WHAT YOU SHOULD DO => Write back every entry exactly as it reads, with the pictures left behind.
*** MATERIAL FOR THE TASK Section Begins ***
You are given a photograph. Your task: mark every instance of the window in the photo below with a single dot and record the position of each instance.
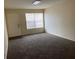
(34, 20)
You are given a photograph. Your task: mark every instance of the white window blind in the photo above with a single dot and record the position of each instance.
(34, 20)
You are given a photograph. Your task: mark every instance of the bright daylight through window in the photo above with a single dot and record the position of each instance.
(34, 20)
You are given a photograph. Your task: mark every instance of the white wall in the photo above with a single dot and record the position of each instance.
(5, 40)
(60, 19)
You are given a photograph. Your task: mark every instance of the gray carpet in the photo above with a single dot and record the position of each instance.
(41, 46)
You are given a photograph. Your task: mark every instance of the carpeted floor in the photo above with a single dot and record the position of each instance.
(41, 46)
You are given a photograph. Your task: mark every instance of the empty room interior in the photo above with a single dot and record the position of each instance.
(39, 29)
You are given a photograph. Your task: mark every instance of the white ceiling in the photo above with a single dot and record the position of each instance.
(27, 4)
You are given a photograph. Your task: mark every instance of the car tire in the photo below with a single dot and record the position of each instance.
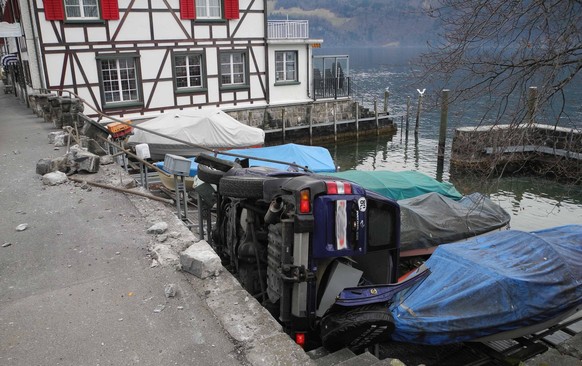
(356, 328)
(209, 175)
(242, 186)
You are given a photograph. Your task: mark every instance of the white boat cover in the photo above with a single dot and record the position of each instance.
(210, 128)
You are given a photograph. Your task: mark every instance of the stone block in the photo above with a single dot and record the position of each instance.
(54, 178)
(244, 318)
(83, 161)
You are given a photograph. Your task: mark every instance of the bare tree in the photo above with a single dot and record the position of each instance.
(494, 50)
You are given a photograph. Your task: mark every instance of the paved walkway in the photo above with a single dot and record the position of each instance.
(76, 287)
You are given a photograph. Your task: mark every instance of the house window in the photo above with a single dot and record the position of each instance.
(119, 80)
(188, 71)
(285, 66)
(208, 9)
(82, 9)
(233, 68)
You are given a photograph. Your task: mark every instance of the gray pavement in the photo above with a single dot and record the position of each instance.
(76, 287)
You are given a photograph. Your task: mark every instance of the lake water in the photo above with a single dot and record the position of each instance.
(534, 203)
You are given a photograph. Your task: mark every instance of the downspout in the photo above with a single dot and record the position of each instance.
(266, 38)
(36, 50)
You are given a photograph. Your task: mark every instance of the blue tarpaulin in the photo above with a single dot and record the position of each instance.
(491, 284)
(316, 158)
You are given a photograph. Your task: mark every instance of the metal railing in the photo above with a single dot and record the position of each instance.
(288, 29)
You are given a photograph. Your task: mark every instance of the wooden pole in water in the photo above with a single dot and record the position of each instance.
(443, 126)
(386, 96)
(420, 95)
(376, 116)
(532, 101)
(334, 122)
(442, 134)
(407, 114)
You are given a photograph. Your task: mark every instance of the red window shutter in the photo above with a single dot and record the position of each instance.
(109, 9)
(187, 9)
(231, 10)
(53, 9)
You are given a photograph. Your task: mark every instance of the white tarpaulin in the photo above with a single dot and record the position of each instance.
(10, 30)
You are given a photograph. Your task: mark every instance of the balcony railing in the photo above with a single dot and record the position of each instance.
(288, 29)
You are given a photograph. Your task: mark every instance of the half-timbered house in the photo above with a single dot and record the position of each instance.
(134, 58)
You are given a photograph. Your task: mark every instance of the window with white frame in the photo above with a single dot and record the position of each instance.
(119, 80)
(188, 70)
(208, 9)
(285, 66)
(82, 9)
(233, 68)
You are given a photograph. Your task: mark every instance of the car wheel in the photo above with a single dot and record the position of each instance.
(242, 186)
(356, 328)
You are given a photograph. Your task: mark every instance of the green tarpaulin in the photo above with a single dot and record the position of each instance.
(399, 185)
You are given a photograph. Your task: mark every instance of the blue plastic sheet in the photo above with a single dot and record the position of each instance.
(399, 185)
(490, 284)
(316, 158)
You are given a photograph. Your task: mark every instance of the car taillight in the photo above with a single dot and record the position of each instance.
(337, 187)
(300, 339)
(304, 201)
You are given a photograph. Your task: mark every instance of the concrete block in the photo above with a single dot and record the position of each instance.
(243, 317)
(277, 350)
(200, 260)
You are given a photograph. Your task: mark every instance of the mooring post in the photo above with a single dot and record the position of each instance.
(407, 114)
(310, 117)
(283, 123)
(357, 120)
(376, 116)
(532, 101)
(420, 95)
(334, 122)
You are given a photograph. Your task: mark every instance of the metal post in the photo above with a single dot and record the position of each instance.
(420, 95)
(532, 101)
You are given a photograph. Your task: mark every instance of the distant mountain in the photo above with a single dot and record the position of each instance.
(360, 22)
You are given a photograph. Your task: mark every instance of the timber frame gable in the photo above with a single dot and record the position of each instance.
(141, 56)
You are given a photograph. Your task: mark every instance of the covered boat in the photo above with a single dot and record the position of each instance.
(315, 158)
(497, 286)
(205, 128)
(399, 185)
(432, 219)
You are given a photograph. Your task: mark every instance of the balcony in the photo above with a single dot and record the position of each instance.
(288, 29)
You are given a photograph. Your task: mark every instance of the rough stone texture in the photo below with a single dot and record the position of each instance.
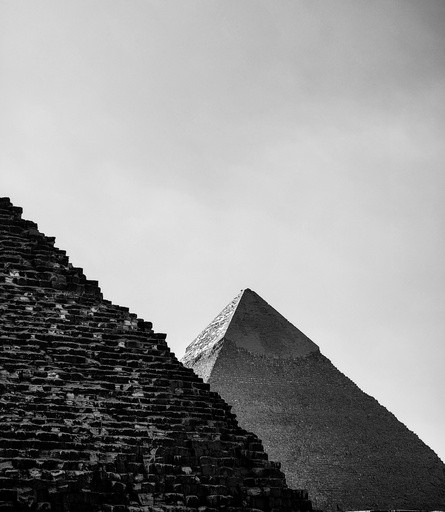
(96, 413)
(332, 438)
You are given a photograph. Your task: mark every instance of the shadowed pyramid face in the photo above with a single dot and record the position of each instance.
*** MATERIAL FOR THE TASK Section Ends ***
RESPONSE AREA =>
You are given a photograph. Your task: mark every instance of the window in the photo below with a single dot and record the position of each instance.
(34, 20)
You are given a photograph. Your task: mark every instance of the white window blind in the photo above with a single dot and record the position of each instance.
(34, 20)
You are given a photograph. Your task: mark every instance of the bright daylight through window in the photo above with a single dot and record the position of each instance.
(34, 20)
You are given a photograph. Your task: mark every instance of the white wall in the photo above with a single dot and record the position of each instance.
(5, 40)
(60, 19)
You are given a photograph. Your task: mark every instance of the gray carpet in the photo above with a single dot and record the position of each instance.
(41, 46)
You are given a photograph. Your task: mark every instance of the carpeted floor in the photo above with a single dot and record the position of each instance.
(41, 46)
You are given a photograph. Your task: mark every instance of the empty room interior in the photo above with a single dot and record the position of each instance.
(39, 29)
You are given a photograph. Your task: mark every instance of the white ceiling in the photo above with a single dot and record the position of each instance.
(27, 4)
You are given a photograph. Your task: mark every instance of the car tire in the photo below with a single dot and record the position of each instance.
(356, 328)
(209, 175)
(242, 186)
You are given a photograph. Your task: mark every instance of the white boat cover in the photo above with a single dot and record the position of each instance.
(210, 128)
You are given a photograph. Your task: mark every instance of the stone block in the photo above with a single dot and record the position of each instance.
(54, 178)
(244, 318)
(83, 161)
You are given a photograph. Your task: mark every instance of the bare tree in the photo above with a single dot and record the position of each instance.
(494, 50)
You are given a photograph. Your task: mark every instance of the paved walkway in the photo above with a single dot and record the position of each instance.
(76, 287)
You are given a photograph. Your task: mark every instance of the house window in the photo above with a single dot and record the position of each instance.
(119, 80)
(188, 71)
(285, 66)
(208, 9)
(82, 9)
(233, 68)
You are given a photograph. Your task: mark every instance of the gray pavement in the photo above with a single dot and record the position of each instance.
(76, 287)
You are given a photograph. Your task: mark every instance of the lake water in the photo above with a single dot and record the position of each instance.
(534, 203)
You are given a photograph. Your task: mark every instance of the downspout in the photo above with a single dot and record the position of each instance.
(266, 38)
(36, 50)
You are given a photograph. Your task: mark every instance of the blue tarpaulin in the photo above with a single dot and record the position of each instance.
(491, 284)
(316, 158)
You are given a photograph. Your task: mark every instance of the metal railing in the photo above with a single dot and record the position of each instance.
(288, 29)
You are given a photograph. Your task: mark every instance of the wooden pole in water in the photo above with a single dot and record the position of each instance.
(443, 126)
(386, 96)
(420, 95)
(376, 116)
(532, 101)
(334, 122)
(442, 134)
(407, 114)
You are given a photograph. Your task: mark every instance of the red window shutter in the photo above with a single dot and record the position of each instance.
(109, 9)
(187, 9)
(231, 10)
(53, 9)
You are given a photograph. Your task: mark every instance of the white tarpaulin in the photo above with a single dot and record the position of each instance.
(10, 30)
You are given a photograph. Your task: mark every instance of the balcony railing in the photo above with a single dot and record the position of each instance.
(288, 29)
You are given a photograph. Your task: mark every instance of the half-timbered house in the photo above with a single dot and record the position of each instance.
(134, 58)
You are given a photograph. Your task: mark every instance of the window with white frame in the photo above with a single dot and record the position of each instance.
(119, 80)
(188, 70)
(208, 9)
(285, 66)
(82, 9)
(233, 68)
You are given a photograph. Your task: mark every instance of the car wheel in the photo above with a single dot and record the position of each instance.
(242, 186)
(356, 328)
You are given a photograph. Your task: mark every instance of the green tarpaulin in the photo above with a single dot and record the position of each instance.
(399, 185)
You are given a photograph. Your task: mark every instance of the blue plastic sheet in the photo above with a single dot and record the position of each instance.
(399, 185)
(490, 284)
(316, 158)
You are given a photograph. Your task: mark every instance of the car taillight in the photo above with a single dot and record the position of each instance.
(337, 187)
(300, 339)
(304, 201)
You are given a photograph. Your task: mark every instance of the concrete block in the photo above with a single dot and record the position of each instance.
(243, 317)
(277, 350)
(200, 260)
You are given a photograph. Your task: mark every instance of the mooring post in the photo above with a single dot and record the position of each instance.
(407, 114)
(310, 117)
(283, 123)
(357, 120)
(376, 116)
(532, 101)
(420, 95)
(334, 122)
You are given a photograph. Your task: mark every instance of the metal post in the photo above with a single dot and record the position of each instance.
(420, 95)
(532, 101)
You are given a photograph. Your task: mark every instance of the distant mountain in the photo above with a single dot and record the position of each instance.
(360, 22)
You are given a photograph. Your task: mark every instance of the timber frame gable in the photo above with a single dot and record the position of each instance.
(141, 56)
You are given a photograph. Your task: mark every instance of the covered boat in the photo above with a single dot and record the position of each instance.
(315, 158)
(497, 286)
(205, 128)
(399, 185)
(432, 219)
You are given a photograph. Your task: mark every instance of the balcony in the photo above with a single dot and record the position of each instance.
(288, 29)
You are given a photograph. Your task: mark every instance of the rough stone texture in the photo below with a single dot and record the position of each instance.
(96, 413)
(332, 438)
You are given a photograph. Your task: mark every instance of the shadowed pyramid face in the photo above with a single dot and record the position of each instance.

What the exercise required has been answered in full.